Dataset records:
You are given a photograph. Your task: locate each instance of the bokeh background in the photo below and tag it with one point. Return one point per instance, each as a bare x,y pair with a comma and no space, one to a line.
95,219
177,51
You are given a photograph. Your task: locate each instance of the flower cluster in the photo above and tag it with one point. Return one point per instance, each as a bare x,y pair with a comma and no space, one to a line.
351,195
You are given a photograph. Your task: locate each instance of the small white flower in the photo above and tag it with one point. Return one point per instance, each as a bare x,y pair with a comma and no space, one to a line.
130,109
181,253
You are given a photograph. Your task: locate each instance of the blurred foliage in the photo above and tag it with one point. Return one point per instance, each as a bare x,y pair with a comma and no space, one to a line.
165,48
* * *
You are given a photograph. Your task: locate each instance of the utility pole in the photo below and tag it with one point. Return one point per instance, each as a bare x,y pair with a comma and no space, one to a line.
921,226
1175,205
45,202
* * *
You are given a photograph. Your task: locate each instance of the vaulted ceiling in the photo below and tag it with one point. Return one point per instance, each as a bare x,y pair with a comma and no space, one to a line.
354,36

What you need to do: Show each line in the entries above that contains the string "given".

Final result:
You are given a photograph. Your task: locate each instance of the bokeh background in the photo below and tag it with one point. Return one point per instance, each as a bare x,y pair with a comma and no space, one to a line.
You are given a photograph. Your task: locate each instance of the flower cluster in the photo above and tag it with one point. Return one point per instance, each as a bare x,y pair with a comma and no space, one to a line.
You are given a photograph. Your task: locate each instance of the small white flower in the photo above and tag it with one point. Return one point per instance, each as a bare x,y pair with a comma and no space, one to a line.
You are given a photograph. Your task: locate each instance of the blurred foliage in the photo above and tag it with one point. Return one point per instance, each as a bare x,y pair with a comma and no space, one to a line.
You are given a photograph. Your task: locate each instance of the utility pole in the photo below and tag it with one point. Return one point per instance, each as a bare x,y pair with a comma and no space, one to a line.
You are given a photograph. Your task: locate each instance of the vaulted ceiling in the photo below and tag it with one point. Return one point per instance, each as a bare x,y pair with a comma and no space, one to a line.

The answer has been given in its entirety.